**Directions for this task:** According to the C2 inlining thread, why does it not matter for performance when a call site below MinInliningThreshold is left un-inlined? Answer in one to three sentences.

C2: Advantage of parse time inlining

Thu May 14 21:50:30 UTC 2015

On 5/14/15 1:01 PM, Vitaly Davidovich wrote:
> Right, thank you.
>
> Is MinInliningThreshold scaled with XX:CompileThreshold=XXX values? Say
> I turn CompileThreshold down to 100 (as an example).

No, it does not scale.

Note, with tiered compilation C1 compilation triggered after 100 
invocations. So you will get compiled code (not optimal as C2) very early.

Vladimir

>
> On Thu, May 14, 2015 at 3:20 PM, Vladimir Kozlov
> <vladimir.kozlov at oracle.com <mailto:vladimir.kozlov at oracle.com>> wrote:
>
>     On 5/14/15 12:02 PM, Vitaly Davidovich wrote:
>
>         Thanks Vladimir.  I recall seeing changes around incremental
>         inlining,
>         and may have mistakenly thought it happens at some later point
>         in time.
>         Appreciate the clarification.
>
>         Ok, so based on what you say, I can see a theoretical problem
>         whereby a
>         method is being parsed, is larger than MaxInlineSize, but
>         doesn't happen
>         to be frequent enough yet at this point, and so it won't be
>         inlined; if
>         it turns out to be hot later on, the lack of inlining will not
>         be undone
>         (assuming the caller isn't deopted and recompiled later, with
>         updated
>         frequency info, for other reasons).
>
>
>     That is correct.
>
>     Note, that the problem is not how hot is callee (invocation times)
>     but how hot the call site in caller. Usually it does not change
>     during execution. If it is called in a loop C2 will try to inline
>     because freq should be high.
>
>     There is MinInliningThreshold (250) but since we compile caller when
>     it is executed 10000 times the call site should be on slow path
>     which is executed only 2.5% times. So you will not see the
>     performance difference if we inline it or call callee which is
>     compiled if it is hot.
>
>     Vladimir
>
>
>         Thanks again.
>
>         On Thu, May 14, 2015 at 2:30 PM, Vladimir Kozlov
>         <vladimir.kozlov at oracle.com <mailto:vladimir.kozlov at oracle.com>
>         <mailto:vladimir.kozlov at oracle.com
>         <mailto:vladimir.kozlov at oracle.com>>> wrote:
>
>              Vitaly,
>
>              You have small misconception - almost all C2 inlining
>         (normal java
>              methods) is done during parsing in one pass. Recently we
>         changed it
>              to inline jsr292 methods after parsing (to execute IGVN and
>         reduce
>              graph - otherwise they blow up number of ideal nodes and we
>         bailout
>              compilation due to MaxNodeLimit).
>
>              As parser goes and see a call site it check can it inline
>         or not
>              (see opto/bytecodeinfo.cpp, should_inline() and
>              should_not_inline()). There are several conditions which drive
>              inlining and following (most important) flags controls them:
>              MaxTrivialSize, MaxInlineSize, FreqInlineSize, InlineSmallCode,
>              MinInliningThreshold, MaxInlineLevel, InlineFrequencyCount,
>              InlineFrequencyRatio.

**Extracted records:**
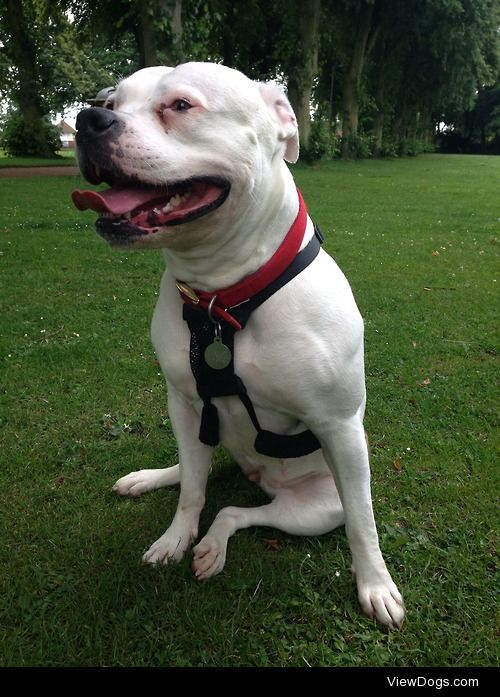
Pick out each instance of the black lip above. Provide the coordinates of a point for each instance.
(123, 233)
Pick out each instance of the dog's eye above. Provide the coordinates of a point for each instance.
(181, 105)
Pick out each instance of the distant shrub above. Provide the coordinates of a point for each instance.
(322, 143)
(18, 139)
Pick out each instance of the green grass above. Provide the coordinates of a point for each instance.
(64, 158)
(83, 403)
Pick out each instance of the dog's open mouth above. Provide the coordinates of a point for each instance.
(135, 210)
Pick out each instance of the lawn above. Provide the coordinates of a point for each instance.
(83, 403)
(63, 159)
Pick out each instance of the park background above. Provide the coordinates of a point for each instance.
(382, 91)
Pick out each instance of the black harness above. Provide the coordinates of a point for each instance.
(223, 381)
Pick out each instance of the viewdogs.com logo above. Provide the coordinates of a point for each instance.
(437, 683)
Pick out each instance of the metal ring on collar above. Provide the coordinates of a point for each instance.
(209, 310)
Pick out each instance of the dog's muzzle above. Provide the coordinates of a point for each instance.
(131, 209)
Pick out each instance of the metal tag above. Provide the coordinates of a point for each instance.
(217, 354)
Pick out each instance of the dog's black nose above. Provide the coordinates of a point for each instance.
(96, 122)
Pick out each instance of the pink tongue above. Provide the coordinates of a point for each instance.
(117, 200)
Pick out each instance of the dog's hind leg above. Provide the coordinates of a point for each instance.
(137, 483)
(310, 508)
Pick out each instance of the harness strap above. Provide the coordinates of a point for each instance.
(224, 382)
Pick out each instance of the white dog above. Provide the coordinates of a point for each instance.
(261, 345)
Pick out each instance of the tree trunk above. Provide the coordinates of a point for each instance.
(27, 97)
(379, 116)
(156, 45)
(350, 94)
(302, 74)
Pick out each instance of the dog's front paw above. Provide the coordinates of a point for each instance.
(169, 547)
(209, 557)
(383, 601)
(137, 483)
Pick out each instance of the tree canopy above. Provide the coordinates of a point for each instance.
(365, 77)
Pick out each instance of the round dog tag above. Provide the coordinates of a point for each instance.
(217, 355)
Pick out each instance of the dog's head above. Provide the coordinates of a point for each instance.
(199, 141)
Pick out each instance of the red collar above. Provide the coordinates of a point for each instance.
(223, 300)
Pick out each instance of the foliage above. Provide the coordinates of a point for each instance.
(323, 144)
(19, 140)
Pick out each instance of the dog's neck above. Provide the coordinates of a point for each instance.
(222, 260)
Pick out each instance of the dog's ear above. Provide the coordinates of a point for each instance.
(277, 102)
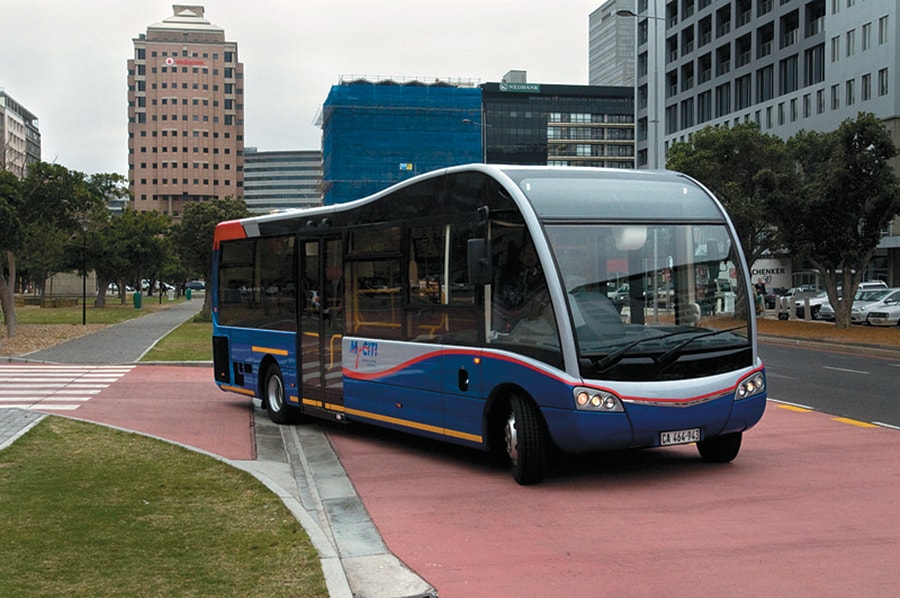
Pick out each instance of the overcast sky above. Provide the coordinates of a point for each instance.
(65, 60)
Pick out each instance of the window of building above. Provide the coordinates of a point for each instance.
(789, 74)
(704, 107)
(723, 100)
(814, 67)
(765, 84)
(742, 92)
(687, 113)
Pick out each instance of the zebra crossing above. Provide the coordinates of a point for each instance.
(55, 387)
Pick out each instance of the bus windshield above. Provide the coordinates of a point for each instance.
(653, 301)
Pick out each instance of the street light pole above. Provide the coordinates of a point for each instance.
(481, 125)
(84, 276)
(654, 160)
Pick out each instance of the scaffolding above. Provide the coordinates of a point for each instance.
(375, 134)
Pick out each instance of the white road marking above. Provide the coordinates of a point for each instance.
(54, 388)
(827, 367)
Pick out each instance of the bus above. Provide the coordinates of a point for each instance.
(521, 310)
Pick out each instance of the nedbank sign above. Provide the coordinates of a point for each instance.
(521, 87)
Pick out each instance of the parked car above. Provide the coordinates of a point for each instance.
(815, 305)
(888, 315)
(821, 307)
(880, 300)
(772, 296)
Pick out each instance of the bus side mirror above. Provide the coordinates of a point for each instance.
(479, 261)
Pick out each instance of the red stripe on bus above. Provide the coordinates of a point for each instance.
(227, 231)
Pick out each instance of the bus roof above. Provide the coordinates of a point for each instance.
(554, 192)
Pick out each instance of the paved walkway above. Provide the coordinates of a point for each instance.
(297, 463)
(123, 343)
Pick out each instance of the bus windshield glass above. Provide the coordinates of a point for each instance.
(653, 301)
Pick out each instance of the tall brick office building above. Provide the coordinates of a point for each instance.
(185, 114)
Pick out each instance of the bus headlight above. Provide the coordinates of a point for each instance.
(591, 399)
(753, 385)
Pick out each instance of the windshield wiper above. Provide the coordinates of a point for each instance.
(671, 356)
(616, 356)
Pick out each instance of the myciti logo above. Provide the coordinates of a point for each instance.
(363, 349)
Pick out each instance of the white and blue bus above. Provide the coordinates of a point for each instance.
(515, 309)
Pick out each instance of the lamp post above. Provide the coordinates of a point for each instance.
(654, 160)
(84, 274)
(481, 125)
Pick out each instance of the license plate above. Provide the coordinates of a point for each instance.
(679, 437)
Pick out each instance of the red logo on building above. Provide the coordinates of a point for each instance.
(184, 62)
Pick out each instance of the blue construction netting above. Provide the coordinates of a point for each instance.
(377, 134)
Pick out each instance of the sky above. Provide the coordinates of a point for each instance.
(65, 60)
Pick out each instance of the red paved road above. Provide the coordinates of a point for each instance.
(177, 403)
(809, 508)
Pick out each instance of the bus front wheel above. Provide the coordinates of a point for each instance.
(720, 449)
(274, 394)
(525, 440)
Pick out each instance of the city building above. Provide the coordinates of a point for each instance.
(185, 114)
(377, 133)
(611, 45)
(789, 65)
(559, 125)
(280, 180)
(20, 136)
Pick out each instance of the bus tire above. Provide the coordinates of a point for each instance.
(720, 449)
(525, 441)
(275, 397)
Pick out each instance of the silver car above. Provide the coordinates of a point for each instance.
(879, 300)
(888, 315)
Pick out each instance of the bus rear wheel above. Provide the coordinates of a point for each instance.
(720, 449)
(274, 395)
(525, 441)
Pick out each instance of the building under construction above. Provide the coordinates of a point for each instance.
(375, 134)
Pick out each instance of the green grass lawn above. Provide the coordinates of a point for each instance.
(192, 341)
(113, 313)
(92, 511)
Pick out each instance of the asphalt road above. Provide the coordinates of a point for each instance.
(807, 508)
(861, 387)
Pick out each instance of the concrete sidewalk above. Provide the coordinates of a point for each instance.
(122, 343)
(297, 463)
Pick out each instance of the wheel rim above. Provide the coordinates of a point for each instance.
(511, 438)
(275, 394)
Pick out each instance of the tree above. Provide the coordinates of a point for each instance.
(50, 199)
(847, 193)
(193, 237)
(11, 235)
(748, 172)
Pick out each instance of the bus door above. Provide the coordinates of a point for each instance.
(321, 325)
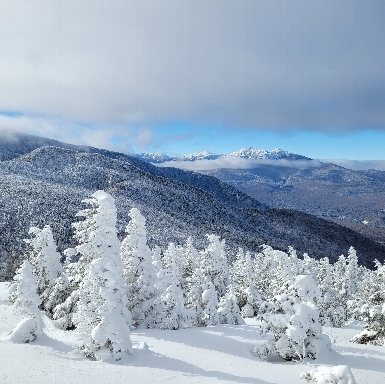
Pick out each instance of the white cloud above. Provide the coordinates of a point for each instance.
(358, 165)
(233, 162)
(114, 138)
(307, 64)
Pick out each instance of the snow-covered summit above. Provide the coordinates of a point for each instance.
(205, 155)
(245, 153)
(275, 154)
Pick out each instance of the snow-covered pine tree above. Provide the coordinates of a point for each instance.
(281, 272)
(189, 262)
(339, 286)
(138, 272)
(89, 233)
(292, 318)
(171, 302)
(372, 309)
(26, 304)
(210, 304)
(101, 310)
(202, 300)
(294, 262)
(45, 261)
(263, 265)
(326, 302)
(213, 262)
(242, 280)
(228, 310)
(352, 279)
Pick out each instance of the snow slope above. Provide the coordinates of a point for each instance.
(196, 355)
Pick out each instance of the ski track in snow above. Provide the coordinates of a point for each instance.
(195, 355)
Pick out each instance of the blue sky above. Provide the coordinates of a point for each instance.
(180, 77)
(356, 145)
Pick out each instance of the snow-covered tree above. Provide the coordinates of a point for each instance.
(371, 307)
(339, 285)
(171, 303)
(243, 282)
(263, 266)
(331, 311)
(202, 300)
(101, 310)
(26, 304)
(189, 262)
(45, 261)
(93, 235)
(228, 310)
(292, 318)
(210, 304)
(139, 272)
(213, 261)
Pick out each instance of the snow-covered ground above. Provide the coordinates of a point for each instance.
(195, 355)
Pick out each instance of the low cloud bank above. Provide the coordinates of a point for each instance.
(358, 165)
(233, 162)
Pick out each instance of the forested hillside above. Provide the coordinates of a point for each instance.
(48, 184)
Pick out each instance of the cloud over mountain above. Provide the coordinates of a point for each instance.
(314, 65)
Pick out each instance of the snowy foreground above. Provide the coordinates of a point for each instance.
(194, 355)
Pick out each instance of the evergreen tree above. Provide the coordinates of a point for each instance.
(139, 272)
(292, 317)
(371, 306)
(242, 280)
(92, 233)
(213, 261)
(45, 261)
(228, 309)
(171, 302)
(101, 309)
(26, 304)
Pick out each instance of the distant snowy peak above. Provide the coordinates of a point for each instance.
(153, 157)
(275, 154)
(205, 155)
(161, 158)
(245, 153)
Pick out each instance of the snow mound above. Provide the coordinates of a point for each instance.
(340, 374)
(27, 330)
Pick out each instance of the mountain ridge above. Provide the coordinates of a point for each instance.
(47, 186)
(245, 153)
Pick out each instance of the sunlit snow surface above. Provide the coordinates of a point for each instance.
(196, 355)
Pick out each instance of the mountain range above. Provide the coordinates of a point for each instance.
(245, 153)
(349, 197)
(47, 186)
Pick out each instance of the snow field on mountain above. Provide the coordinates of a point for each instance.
(193, 355)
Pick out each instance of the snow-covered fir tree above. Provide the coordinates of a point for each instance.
(170, 303)
(139, 272)
(202, 300)
(99, 221)
(189, 262)
(228, 310)
(101, 310)
(26, 301)
(371, 306)
(45, 261)
(242, 280)
(213, 261)
(292, 318)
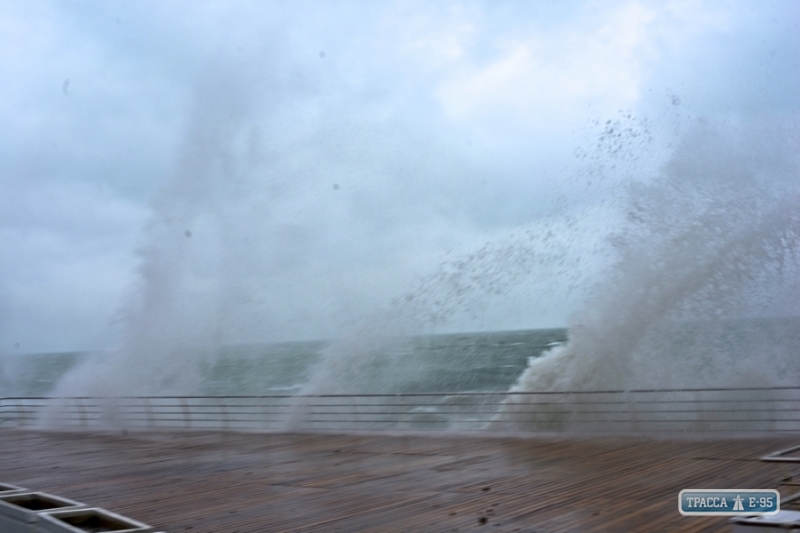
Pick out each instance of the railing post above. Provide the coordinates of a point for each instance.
(187, 415)
(82, 411)
(148, 411)
(224, 409)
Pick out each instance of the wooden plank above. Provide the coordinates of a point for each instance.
(239, 482)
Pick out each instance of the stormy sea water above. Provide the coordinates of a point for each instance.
(490, 361)
(693, 283)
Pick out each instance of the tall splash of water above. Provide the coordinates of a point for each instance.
(709, 246)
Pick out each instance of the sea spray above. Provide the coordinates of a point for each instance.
(709, 246)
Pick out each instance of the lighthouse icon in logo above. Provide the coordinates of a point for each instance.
(737, 503)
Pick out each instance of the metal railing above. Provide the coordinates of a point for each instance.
(741, 410)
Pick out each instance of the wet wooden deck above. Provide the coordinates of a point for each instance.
(240, 483)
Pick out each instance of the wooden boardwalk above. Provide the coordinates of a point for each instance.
(260, 483)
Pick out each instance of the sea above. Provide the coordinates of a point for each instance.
(484, 361)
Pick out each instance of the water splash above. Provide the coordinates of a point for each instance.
(709, 246)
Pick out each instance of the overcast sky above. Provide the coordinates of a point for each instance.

**Task result:** C2 compiles a caller after it has executed 10000 times, so a call site reached fewer than 250 times (the MinInliningThreshold value) lies on a slow path that runs only 2.5% of the time. For such a site, inlining it or calling the callee, which is compiled if it is hot, makes no visible performance difference.